On the other hand, if the recovered Free Parameters are unreliable only beyond a parameter value (i.e. for a Free Parameter ranging from 0 to 1, past 0.5 the Free Parameters we recover seem to be arbitrary and range from 0.5 to 1), we would determine that we should limit the range of Free Parameters for that range of values (in this example, instead of ranging from 0 to 1, the Free Parameter should only range from 0 to 0.5). Importantly, the converse would not be true - if meaningful psychological differences extended beyond the defined range of values for a Free Parameter, we would not be able to determine that we should extend the range of our Free Parameters at this stage. Thus, when in doubt, we should simulate over a broader range than might be necessary so that we can be confident that we are capturing the true data generation process, not only a small portion of it. If you fail to do this, you can still catch your mistake during data analysis, but the computational power to estimate Free Parameters for your sample will be much greater, the time and effort involved to correct this error will be much greater, and you will have deviated from your preregistration -all of which you can avoided by simply being punctual. This, again, is a theme: putting in a little extra time and effort will save you later!

Tutorials

Tutorial 1 - van Baar, Chang, & Sanfey, 2019

Objective Functions

obj_function = function(params, df, method = "OLS") {
    Theta = params[1]
    Phi = params[2]

    df$Decision = df[, 5]
    trialList = df[, 1:4]

    predicted_utility = vector('numeric', length(trialList[,1]))
    chosen = decisions + 1
    for (k in 1:length(trialList[,1])){
        I = trialList[k, 1]
        M = trialList[k, 2]
        B = trialList[k, 3]
        E = trialList[k, 4]
        Choices = seq(0, (I * M), 1)

        Utility = vector('numeric', length(Choices))
        for (n in 1:length(Choices)){
            Utility[n] = utility(Theta, Phi, guilt(I, B, Choices[n], M), inequity(I, M, Choices[n], E), payout_maximization(I, M, Choices[n]))
        }
        predicted_utility[k] = max(Utility)
        observed_utility[k] = Utility[chosen[k]]
    }
    if (method == "OLS"){
        return(sum((predicted_utility - observed_utility)**2))
    } else if (method == "MLE"){
        return(-1 * sum(dnorm(observed_utility, mean = predicted_utility, sd = sd, log = TRUE)))
    }
}

MatLab

function obj_value = obj_function(params, decisions, method)
    if nargin < 3
        method = 'OLS';  % Default method is "OLS"

= = = =

## [PROBLEMS AND TASKS]
A: Using the extract on Free Parameter ranges, decide whether each statement agrees with it: (i) If recovered Free Parameters turn arbitrary past some value, the range should be narrowed to stop at that value. (ii) If meaningful psychological differences extend beyond the defined range, this stage shows that the range should be widened. (iii) A range that is too narrow can no longer be caught during data analysis. Answer yes or no for each and quote the deciding words.
B: Reproduce every line of the location labeling records below word for word, from the first line to the last.

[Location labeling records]
= = = =

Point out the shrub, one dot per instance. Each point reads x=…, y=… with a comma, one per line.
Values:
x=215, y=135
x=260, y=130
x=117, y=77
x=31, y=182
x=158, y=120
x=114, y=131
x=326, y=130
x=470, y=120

= = = =

## [OUTPUTS FOR THE TASKS]
A:
(i) Yes: "we would determine that we should limit the range of Free Parameters for that range of values"
(ii) No: "we would not be able to determine that we should extend the range of our Free Parameters at this stage"
(iii) No: "you can still catch your mistake during data analysis"

B:
Point out the shrub, one dot per instance. Each point reads x=…, y=… with a comma, one per line.
Values:
x=215, y=135
x=260, y=130
x=117, y=77
x=31, y=182
x=158, y=120
x=114, y=131
x=326, y=130
x=470, y=120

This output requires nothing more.